>> BEGIN ROWS

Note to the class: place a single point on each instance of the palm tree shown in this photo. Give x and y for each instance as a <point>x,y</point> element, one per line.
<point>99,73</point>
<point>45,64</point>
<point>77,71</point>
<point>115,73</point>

>> END ROWS

WORK TO BE COMPLETED
Print every one of the records above word for word, adding nothing and leaving nothing out.

SOLUTION TO THIS EXERCISE
Note to the class: place a single point on each instance of the palm tree shown in this photo. Give x and y for each instance as a <point>x,y</point> element, one per line.
<point>99,73</point>
<point>45,64</point>
<point>77,71</point>
<point>115,73</point>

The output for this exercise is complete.